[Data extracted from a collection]
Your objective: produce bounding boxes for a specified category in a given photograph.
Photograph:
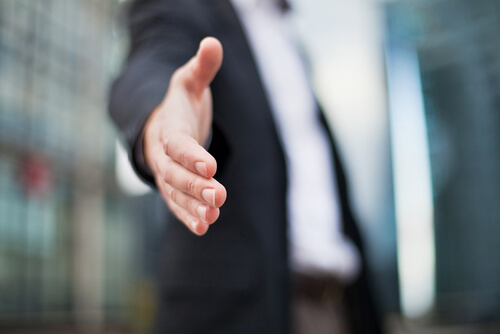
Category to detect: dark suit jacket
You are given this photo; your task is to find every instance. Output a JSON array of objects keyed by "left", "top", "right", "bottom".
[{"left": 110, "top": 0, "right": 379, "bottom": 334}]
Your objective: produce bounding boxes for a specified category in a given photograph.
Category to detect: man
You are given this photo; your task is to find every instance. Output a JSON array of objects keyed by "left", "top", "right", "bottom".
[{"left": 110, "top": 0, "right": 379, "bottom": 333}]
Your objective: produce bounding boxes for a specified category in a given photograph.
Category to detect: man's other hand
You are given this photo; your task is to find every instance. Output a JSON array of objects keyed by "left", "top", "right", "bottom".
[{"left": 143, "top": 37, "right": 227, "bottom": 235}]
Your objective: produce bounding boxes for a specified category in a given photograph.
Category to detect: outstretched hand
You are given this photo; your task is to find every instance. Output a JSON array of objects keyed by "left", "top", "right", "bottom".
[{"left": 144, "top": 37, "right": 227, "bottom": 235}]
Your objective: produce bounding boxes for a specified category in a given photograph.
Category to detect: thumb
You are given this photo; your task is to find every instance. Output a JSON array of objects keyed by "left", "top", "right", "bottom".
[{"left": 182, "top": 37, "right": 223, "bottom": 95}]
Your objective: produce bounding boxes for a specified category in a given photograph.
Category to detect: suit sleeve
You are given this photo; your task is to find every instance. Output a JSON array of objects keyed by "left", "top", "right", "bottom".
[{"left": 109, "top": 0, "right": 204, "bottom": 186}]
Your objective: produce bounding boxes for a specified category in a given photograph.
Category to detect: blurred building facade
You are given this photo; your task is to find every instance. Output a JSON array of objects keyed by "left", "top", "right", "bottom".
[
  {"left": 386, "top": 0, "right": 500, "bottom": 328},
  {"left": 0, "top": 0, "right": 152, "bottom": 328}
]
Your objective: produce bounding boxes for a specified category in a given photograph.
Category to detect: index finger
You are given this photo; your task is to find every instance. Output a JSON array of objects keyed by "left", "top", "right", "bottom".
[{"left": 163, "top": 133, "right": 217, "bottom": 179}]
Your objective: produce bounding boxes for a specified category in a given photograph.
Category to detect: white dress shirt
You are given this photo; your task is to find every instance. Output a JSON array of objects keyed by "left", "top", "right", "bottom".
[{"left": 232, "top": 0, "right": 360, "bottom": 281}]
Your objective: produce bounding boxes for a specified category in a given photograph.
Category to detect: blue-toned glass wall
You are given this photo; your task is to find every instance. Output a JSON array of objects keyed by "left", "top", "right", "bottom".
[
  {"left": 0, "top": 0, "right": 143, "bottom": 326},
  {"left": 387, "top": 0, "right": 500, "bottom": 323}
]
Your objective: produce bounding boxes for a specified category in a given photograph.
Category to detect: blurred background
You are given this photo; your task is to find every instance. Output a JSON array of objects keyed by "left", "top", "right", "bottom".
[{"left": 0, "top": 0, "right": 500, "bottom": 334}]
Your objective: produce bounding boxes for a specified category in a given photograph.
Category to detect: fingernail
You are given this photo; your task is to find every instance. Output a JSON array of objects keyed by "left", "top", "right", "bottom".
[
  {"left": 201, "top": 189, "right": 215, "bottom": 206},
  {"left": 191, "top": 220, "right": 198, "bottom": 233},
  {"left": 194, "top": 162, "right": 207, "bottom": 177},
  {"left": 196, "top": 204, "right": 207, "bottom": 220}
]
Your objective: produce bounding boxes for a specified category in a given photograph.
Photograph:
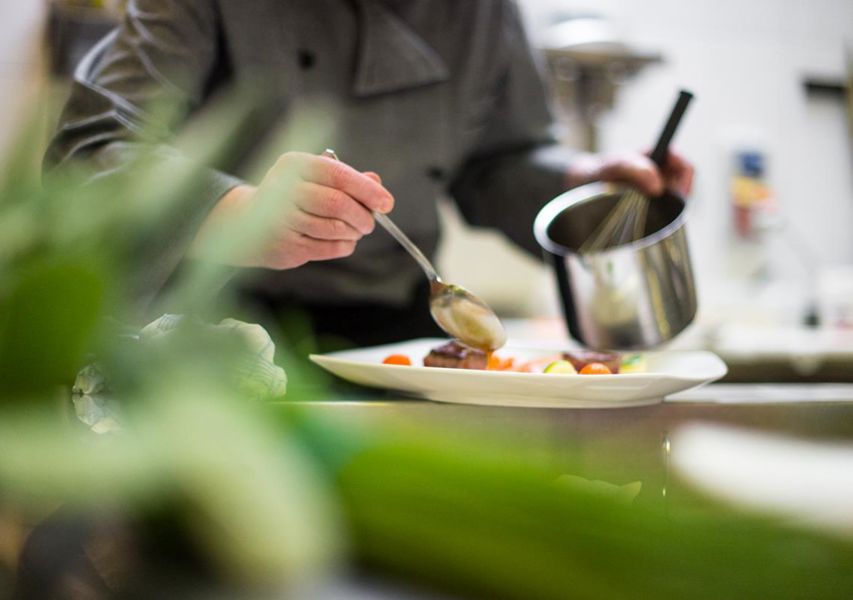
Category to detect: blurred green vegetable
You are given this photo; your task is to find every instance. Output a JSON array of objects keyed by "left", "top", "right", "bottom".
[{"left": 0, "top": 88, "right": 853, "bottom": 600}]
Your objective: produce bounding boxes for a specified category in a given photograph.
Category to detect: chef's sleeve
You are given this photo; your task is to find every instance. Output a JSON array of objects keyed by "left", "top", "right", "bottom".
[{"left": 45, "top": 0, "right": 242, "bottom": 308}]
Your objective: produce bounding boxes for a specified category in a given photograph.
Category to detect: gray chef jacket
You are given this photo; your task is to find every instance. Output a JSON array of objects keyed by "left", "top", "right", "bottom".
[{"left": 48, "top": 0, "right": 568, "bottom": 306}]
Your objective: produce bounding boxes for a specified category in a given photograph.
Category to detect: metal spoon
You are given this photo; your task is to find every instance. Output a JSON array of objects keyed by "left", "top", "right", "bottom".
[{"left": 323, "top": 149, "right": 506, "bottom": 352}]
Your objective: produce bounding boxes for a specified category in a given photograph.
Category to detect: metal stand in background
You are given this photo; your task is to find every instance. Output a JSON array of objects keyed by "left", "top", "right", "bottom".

**To be done**. Extract every line of the listing above that contains the string "jacket", and copy each one unchanged.

**Answer**.
Category to detect: dark suit jacket
Category to detect: gray chef jacket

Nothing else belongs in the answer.